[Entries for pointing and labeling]
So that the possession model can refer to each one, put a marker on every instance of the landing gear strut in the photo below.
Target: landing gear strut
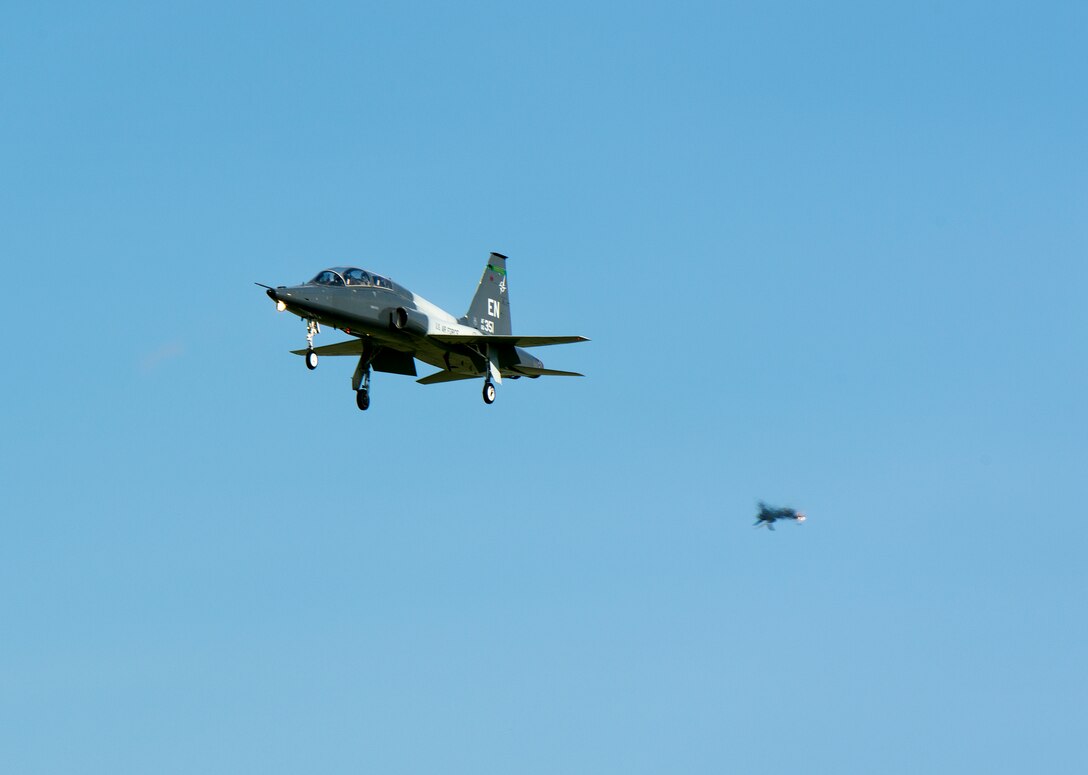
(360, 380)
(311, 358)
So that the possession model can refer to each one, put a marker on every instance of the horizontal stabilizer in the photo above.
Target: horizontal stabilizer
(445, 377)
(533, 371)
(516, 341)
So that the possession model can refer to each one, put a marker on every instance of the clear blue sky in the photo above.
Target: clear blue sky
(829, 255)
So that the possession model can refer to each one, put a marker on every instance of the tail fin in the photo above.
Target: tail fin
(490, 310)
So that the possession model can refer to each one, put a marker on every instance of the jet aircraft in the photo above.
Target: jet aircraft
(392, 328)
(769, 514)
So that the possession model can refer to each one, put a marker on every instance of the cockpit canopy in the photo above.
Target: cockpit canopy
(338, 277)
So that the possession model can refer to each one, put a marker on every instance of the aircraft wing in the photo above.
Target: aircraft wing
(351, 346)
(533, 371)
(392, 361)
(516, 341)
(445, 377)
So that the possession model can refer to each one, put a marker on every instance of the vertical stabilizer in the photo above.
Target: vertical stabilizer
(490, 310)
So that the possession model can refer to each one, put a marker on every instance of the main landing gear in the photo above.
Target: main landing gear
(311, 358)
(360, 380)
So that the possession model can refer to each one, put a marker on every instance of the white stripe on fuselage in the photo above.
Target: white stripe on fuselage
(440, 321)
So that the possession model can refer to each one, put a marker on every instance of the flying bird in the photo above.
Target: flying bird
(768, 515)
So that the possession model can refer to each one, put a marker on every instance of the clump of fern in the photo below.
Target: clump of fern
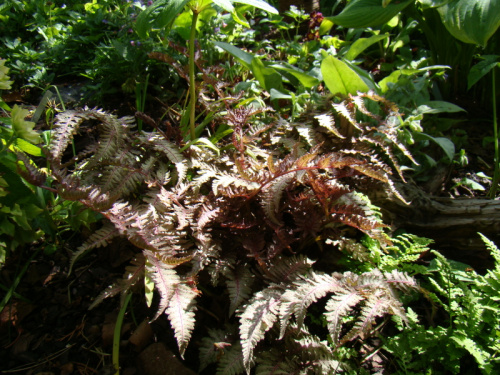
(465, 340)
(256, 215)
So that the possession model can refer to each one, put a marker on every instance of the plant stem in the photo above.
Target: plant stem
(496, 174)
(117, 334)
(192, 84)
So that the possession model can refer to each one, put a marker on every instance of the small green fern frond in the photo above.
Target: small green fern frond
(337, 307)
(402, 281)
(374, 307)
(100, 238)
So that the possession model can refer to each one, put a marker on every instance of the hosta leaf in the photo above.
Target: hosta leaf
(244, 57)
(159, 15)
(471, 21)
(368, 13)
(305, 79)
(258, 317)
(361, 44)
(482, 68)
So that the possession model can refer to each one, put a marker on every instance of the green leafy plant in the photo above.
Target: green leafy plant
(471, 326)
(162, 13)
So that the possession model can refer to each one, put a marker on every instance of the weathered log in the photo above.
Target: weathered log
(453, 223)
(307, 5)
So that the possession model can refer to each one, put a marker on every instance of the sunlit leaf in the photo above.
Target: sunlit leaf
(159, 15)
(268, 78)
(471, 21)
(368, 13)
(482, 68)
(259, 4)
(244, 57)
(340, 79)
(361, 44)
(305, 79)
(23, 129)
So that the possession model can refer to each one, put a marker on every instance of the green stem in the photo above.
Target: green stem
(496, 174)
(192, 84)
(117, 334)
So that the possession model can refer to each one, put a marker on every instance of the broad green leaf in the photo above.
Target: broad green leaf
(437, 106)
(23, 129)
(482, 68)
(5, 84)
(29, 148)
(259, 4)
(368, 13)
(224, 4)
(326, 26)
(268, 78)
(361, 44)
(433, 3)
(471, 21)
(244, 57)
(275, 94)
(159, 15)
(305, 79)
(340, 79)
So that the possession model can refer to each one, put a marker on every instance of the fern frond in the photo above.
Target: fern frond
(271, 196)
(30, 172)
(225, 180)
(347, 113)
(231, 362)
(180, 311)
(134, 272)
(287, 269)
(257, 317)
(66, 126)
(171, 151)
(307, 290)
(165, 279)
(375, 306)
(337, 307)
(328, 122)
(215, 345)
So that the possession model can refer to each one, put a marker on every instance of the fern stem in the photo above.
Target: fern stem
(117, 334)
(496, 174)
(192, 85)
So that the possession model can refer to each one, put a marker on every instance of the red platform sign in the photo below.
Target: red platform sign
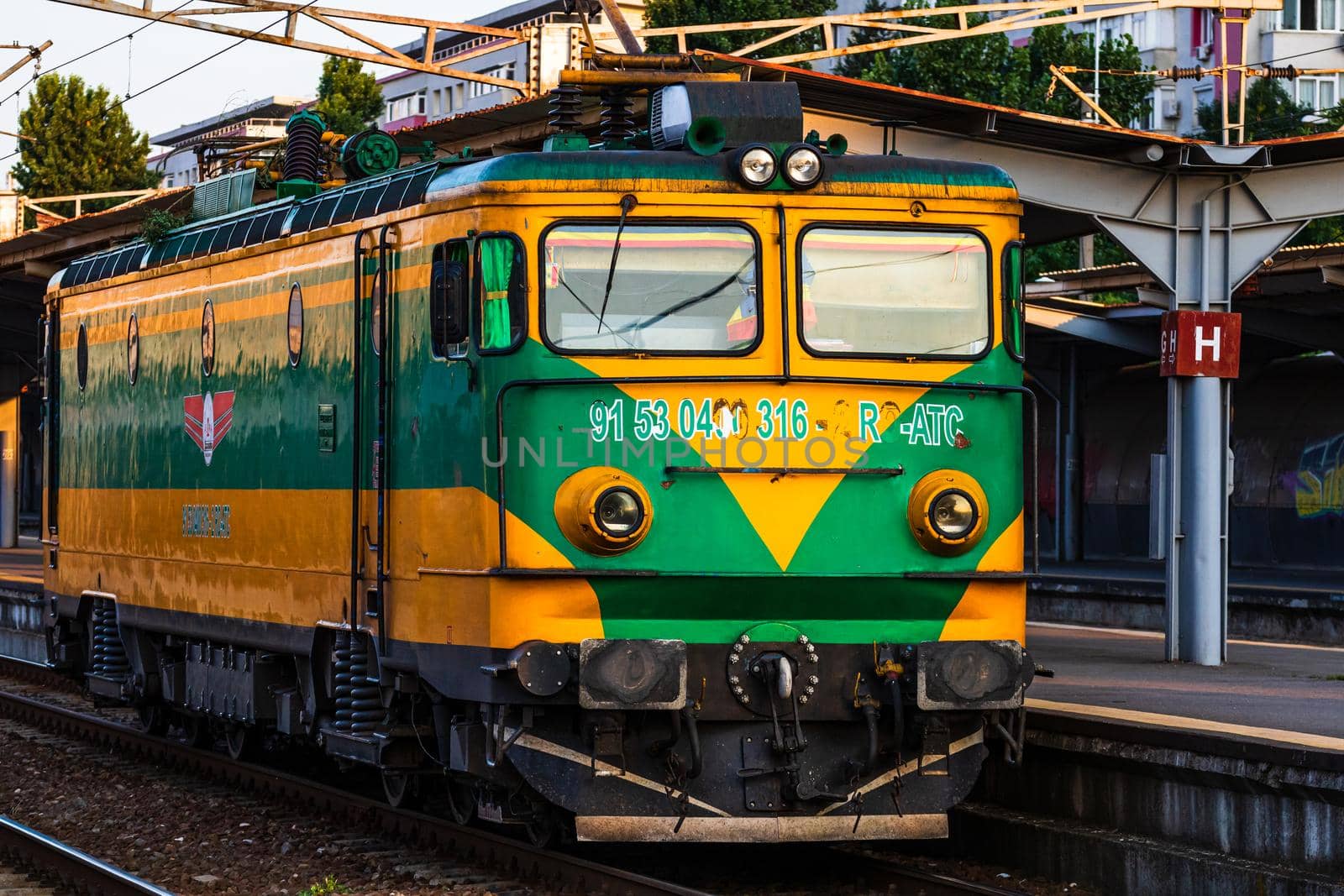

[Your task] Copy out every one of the records above word for word, leaving out the pictures.

[Written answer]
So that the possession model can refer to each one, put a marker on every instance of the landing gear strut in the photo below.
Target: landing gear strut
(360, 380)
(311, 358)
So that the possession model can refer to each one, put a marker on every instance of the horizontal stabilizer in the photo above.
Target: horizontal stabilizer
(445, 377)
(533, 371)
(516, 341)
So that the possession model can refer to each one, put a marker on every instance of the clear blue sky in the photo above.
Target: clear blue sky
(829, 255)
So that the possession model can refer to each one, put a marker on every instance of the tail fin in the photo above.
Target: tail fin
(490, 310)
So that the possession model can refer to each one, put a marker on every instance of the jet aircraft in the photo above.
Target: jet aircraft
(392, 328)
(769, 514)
So that the possession model can refer to each one, put a marker on every instance of the cockpit canopy in the photo above.
Target: cockpit canopy
(338, 277)
So that the possession model can refer to each one, put a marker on every instance of the aircraft wing in the photo above.
Target: aircraft wing
(351, 346)
(533, 371)
(392, 361)
(516, 341)
(445, 377)
So that the possession model can refer to each one, put a marker on every instance of the vertical stabilizer in the photo above.
Target: vertical stabilizer
(490, 310)
So that the possession model can refer to each one, put a marker on every instance of the main landing gear in the photo above.
Target: main landing gear
(311, 358)
(360, 380)
So that the possession model can refer to each one, put a marker on every instance of the white stripe on fuselage in the photo above.
Target: white stripe on fuselage
(440, 321)
So that the possession model can refer to each one, put a marker on every instance of the flying bird in the photo above.
Target: flying bird
(768, 515)
So that the possession model can refer to each one, put a marker on every instance of the clump of fern in the photo below.
Target: clump of fern
(465, 340)
(256, 215)
So that the possession model can refer to each one, put a marker on every instance of the plant stem in the photo above.
Target: plant stem
(496, 174)
(117, 334)
(192, 84)
So that the possession model can refer to each one, put a marker on every instance of the small green fern frond in the photo above.
Target: small green fern frond
(337, 307)
(402, 281)
(374, 307)
(100, 238)
So that the possession model can refer to each one, put a marker on every instance of the hosta leaf in the photo above.
Target: hosta leaf
(244, 57)
(159, 15)
(471, 21)
(368, 13)
(305, 79)
(258, 317)
(361, 44)
(482, 68)
So that the possession model can refer to each one, put a marker on every instance of the green leafy plant in the photo above.
Target: green leafy plant
(471, 326)
(162, 13)
So that the possession model can refer to each one, put a marker on every instance of the weathered log in the photo above.
Target: weathered log
(453, 223)
(307, 5)
So that the possession model can refer to each one, put a marker on every instance of the sunlit leaf in the photo above.
Target: sunlit leaf
(159, 15)
(268, 78)
(471, 21)
(368, 13)
(482, 68)
(259, 4)
(244, 57)
(340, 79)
(361, 44)
(305, 79)
(23, 129)
So that the possession model can refer to each one, put a marker on every instance of the green stem in the photo above.
Target: green stem
(496, 174)
(192, 84)
(117, 334)
So that the possession model can refer to each one, put a marker on every instance of the broad green leaf in the photo above.
Target: broad green leaf
(437, 106)
(23, 129)
(482, 68)
(5, 84)
(29, 148)
(259, 4)
(368, 13)
(224, 4)
(326, 26)
(268, 78)
(361, 44)
(433, 3)
(471, 21)
(244, 57)
(275, 94)
(159, 15)
(305, 79)
(340, 79)
So that the possession model can refer to each one, put a marker on every instance of the fern frond in the photo above.
Target: fern frond
(271, 196)
(30, 172)
(225, 180)
(347, 113)
(231, 362)
(180, 311)
(134, 272)
(287, 269)
(257, 317)
(66, 126)
(171, 151)
(307, 290)
(165, 279)
(375, 306)
(337, 307)
(328, 122)
(215, 345)
So that the possession model can refer to each one, put a marker on every instance of the fern stem in the photo above.
Target: fern stem
(117, 334)
(496, 174)
(192, 85)
So that the possession model can refer to each one, put a marker on every instance of the red platform sign in the photo below.
Target: red platform sign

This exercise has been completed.